Your instructions: Exactly as written, give back every record below.

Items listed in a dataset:
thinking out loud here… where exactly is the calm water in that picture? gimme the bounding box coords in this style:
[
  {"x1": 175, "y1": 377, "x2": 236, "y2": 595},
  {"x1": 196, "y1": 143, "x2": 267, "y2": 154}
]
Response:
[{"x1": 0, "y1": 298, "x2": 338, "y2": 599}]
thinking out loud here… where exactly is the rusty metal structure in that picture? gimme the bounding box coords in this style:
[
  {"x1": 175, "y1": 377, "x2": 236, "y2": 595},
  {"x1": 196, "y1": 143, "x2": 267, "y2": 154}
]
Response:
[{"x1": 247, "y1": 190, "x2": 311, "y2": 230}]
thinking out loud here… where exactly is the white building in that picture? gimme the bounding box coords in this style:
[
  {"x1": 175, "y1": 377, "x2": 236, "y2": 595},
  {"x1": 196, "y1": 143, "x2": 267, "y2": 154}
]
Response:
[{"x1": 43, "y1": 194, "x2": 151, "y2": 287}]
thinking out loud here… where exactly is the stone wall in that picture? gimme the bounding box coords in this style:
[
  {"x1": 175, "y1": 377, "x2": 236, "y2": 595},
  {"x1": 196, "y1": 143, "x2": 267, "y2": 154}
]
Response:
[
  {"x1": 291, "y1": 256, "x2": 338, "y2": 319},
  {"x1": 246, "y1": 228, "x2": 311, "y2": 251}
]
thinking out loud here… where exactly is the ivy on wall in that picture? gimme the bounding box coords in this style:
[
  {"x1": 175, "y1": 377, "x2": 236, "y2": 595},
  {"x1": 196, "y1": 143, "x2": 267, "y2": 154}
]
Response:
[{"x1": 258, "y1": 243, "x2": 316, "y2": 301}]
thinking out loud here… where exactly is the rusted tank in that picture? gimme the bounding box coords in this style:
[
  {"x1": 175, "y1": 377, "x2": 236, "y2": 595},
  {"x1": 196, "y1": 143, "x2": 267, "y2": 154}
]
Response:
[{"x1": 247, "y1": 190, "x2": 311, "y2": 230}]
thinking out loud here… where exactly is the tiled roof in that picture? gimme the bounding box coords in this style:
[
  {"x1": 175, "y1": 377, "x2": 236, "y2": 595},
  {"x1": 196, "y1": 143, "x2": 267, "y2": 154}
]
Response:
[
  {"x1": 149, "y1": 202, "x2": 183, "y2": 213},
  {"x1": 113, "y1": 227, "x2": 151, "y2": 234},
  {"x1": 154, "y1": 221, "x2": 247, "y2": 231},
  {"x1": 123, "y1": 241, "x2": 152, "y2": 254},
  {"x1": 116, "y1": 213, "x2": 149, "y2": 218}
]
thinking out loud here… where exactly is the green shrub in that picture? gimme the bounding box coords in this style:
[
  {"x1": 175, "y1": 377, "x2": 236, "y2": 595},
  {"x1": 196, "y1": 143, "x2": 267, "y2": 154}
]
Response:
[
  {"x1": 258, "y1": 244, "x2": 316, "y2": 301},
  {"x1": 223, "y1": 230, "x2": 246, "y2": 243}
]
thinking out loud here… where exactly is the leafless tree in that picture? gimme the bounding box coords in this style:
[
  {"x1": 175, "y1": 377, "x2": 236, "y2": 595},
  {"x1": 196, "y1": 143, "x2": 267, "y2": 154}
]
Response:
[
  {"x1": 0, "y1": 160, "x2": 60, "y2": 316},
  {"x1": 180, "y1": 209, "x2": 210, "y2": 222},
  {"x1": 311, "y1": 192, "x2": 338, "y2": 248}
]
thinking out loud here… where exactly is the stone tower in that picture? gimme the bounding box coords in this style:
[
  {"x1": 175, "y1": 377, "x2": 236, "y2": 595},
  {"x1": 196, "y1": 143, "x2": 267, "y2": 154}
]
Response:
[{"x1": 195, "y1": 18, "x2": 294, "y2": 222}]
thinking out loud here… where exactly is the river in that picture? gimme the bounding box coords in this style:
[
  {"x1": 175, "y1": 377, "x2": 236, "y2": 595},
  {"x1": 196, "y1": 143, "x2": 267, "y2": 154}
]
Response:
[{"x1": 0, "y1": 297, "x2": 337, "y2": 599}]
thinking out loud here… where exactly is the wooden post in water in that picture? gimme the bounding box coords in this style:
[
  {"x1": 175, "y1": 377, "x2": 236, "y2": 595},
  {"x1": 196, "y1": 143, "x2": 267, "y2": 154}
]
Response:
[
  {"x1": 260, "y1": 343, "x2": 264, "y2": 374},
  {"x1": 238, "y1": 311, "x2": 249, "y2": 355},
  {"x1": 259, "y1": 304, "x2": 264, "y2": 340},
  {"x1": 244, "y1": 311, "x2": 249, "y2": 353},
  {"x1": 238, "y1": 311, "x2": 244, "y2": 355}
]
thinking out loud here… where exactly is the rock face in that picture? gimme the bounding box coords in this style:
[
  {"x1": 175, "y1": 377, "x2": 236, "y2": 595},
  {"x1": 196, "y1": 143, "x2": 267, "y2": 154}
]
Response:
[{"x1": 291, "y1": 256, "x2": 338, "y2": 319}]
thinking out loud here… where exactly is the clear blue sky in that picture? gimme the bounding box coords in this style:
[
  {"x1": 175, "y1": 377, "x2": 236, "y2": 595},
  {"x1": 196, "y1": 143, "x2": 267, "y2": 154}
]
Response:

Reply to the exercise:
thinking out loud here… where exactly is the calm water in that picture? gimme the bounding box coords in this style:
[
  {"x1": 175, "y1": 377, "x2": 236, "y2": 595},
  {"x1": 196, "y1": 143, "x2": 267, "y2": 154}
]
Response:
[{"x1": 0, "y1": 298, "x2": 338, "y2": 599}]
thinking out loud here… where exactly is the rusty metal structure in that picture? gimme the bounding box coords in this style:
[
  {"x1": 175, "y1": 377, "x2": 236, "y2": 595},
  {"x1": 196, "y1": 143, "x2": 267, "y2": 154}
]
Response:
[{"x1": 247, "y1": 190, "x2": 311, "y2": 230}]
thinking out loud here… where exactly is the white building in that picture? gimme the bounding box coords in this style:
[
  {"x1": 175, "y1": 377, "x2": 236, "y2": 595},
  {"x1": 196, "y1": 143, "x2": 267, "y2": 154}
]
Response:
[{"x1": 43, "y1": 194, "x2": 151, "y2": 287}]
thinking out loud here… where exactly is the stone wall in that picture? gimme the bounding box coords in this style:
[
  {"x1": 175, "y1": 377, "x2": 236, "y2": 595},
  {"x1": 196, "y1": 143, "x2": 267, "y2": 154}
]
Response:
[
  {"x1": 291, "y1": 256, "x2": 338, "y2": 319},
  {"x1": 246, "y1": 228, "x2": 311, "y2": 251}
]
thinking out loud here… where exactly is the ivy on wall in that picture? gimme the bounding box coords in this style:
[
  {"x1": 175, "y1": 377, "x2": 236, "y2": 595},
  {"x1": 196, "y1": 143, "x2": 267, "y2": 154}
]
Response:
[{"x1": 258, "y1": 243, "x2": 316, "y2": 301}]
thinking out loud here… where exactly is the rusted tank in that picture? gimme the bounding box coords in this style:
[
  {"x1": 175, "y1": 377, "x2": 236, "y2": 595},
  {"x1": 196, "y1": 143, "x2": 267, "y2": 154}
]
Response:
[{"x1": 247, "y1": 190, "x2": 311, "y2": 230}]
thinking out loud here… where exactly is the tiled roof in that picture? gimme the bounding box coords in this style:
[
  {"x1": 175, "y1": 377, "x2": 236, "y2": 595},
  {"x1": 196, "y1": 143, "x2": 267, "y2": 154}
]
Response:
[
  {"x1": 149, "y1": 202, "x2": 183, "y2": 213},
  {"x1": 113, "y1": 227, "x2": 151, "y2": 234},
  {"x1": 154, "y1": 221, "x2": 247, "y2": 231},
  {"x1": 123, "y1": 241, "x2": 152, "y2": 254},
  {"x1": 116, "y1": 213, "x2": 149, "y2": 218}
]
thinking out loud here… where exactly is the green shrub in that picture? gimme the bounding box coords in this style:
[
  {"x1": 175, "y1": 377, "x2": 236, "y2": 595},
  {"x1": 196, "y1": 143, "x2": 267, "y2": 154}
]
Response:
[
  {"x1": 258, "y1": 244, "x2": 316, "y2": 301},
  {"x1": 223, "y1": 230, "x2": 246, "y2": 243}
]
thinking out loud here… where exactly is the leafless tree in that picture? gimme the bounding box coords in this style:
[
  {"x1": 175, "y1": 377, "x2": 236, "y2": 595},
  {"x1": 196, "y1": 143, "x2": 267, "y2": 154}
]
Response:
[
  {"x1": 0, "y1": 160, "x2": 60, "y2": 316},
  {"x1": 180, "y1": 209, "x2": 210, "y2": 222},
  {"x1": 311, "y1": 192, "x2": 338, "y2": 248}
]
thinking out loud here… where exactly is the stone tower in that picture? gimme the bounding box coords in this style:
[
  {"x1": 175, "y1": 377, "x2": 236, "y2": 595},
  {"x1": 196, "y1": 143, "x2": 267, "y2": 154}
]
Response:
[{"x1": 195, "y1": 18, "x2": 294, "y2": 222}]
thinking out loud here… where exactly is the river in that picture? gimme the bounding box coords in this style:
[
  {"x1": 175, "y1": 377, "x2": 236, "y2": 595},
  {"x1": 196, "y1": 143, "x2": 267, "y2": 154}
]
Response:
[{"x1": 0, "y1": 297, "x2": 337, "y2": 599}]
thinking out loud here… where exactly is the wooden post in water in that picture? gimme the bounding box coords in this style:
[
  {"x1": 175, "y1": 377, "x2": 236, "y2": 595},
  {"x1": 196, "y1": 143, "x2": 267, "y2": 154}
]
Response:
[
  {"x1": 260, "y1": 343, "x2": 264, "y2": 374},
  {"x1": 238, "y1": 311, "x2": 249, "y2": 355},
  {"x1": 259, "y1": 304, "x2": 264, "y2": 340},
  {"x1": 244, "y1": 311, "x2": 249, "y2": 353},
  {"x1": 238, "y1": 311, "x2": 244, "y2": 355}
]
thinking out loud here… where exactly is the rock face in that picture? gimme the bounding box coords in this style:
[
  {"x1": 175, "y1": 377, "x2": 236, "y2": 595},
  {"x1": 196, "y1": 143, "x2": 267, "y2": 154}
]
Response:
[{"x1": 291, "y1": 256, "x2": 338, "y2": 319}]
thinking out loud here… where exactly is the clear blue sky in that picture? gimme the bounding box coords in this style:
[
  {"x1": 175, "y1": 377, "x2": 236, "y2": 595},
  {"x1": 196, "y1": 143, "x2": 267, "y2": 154}
]
Response:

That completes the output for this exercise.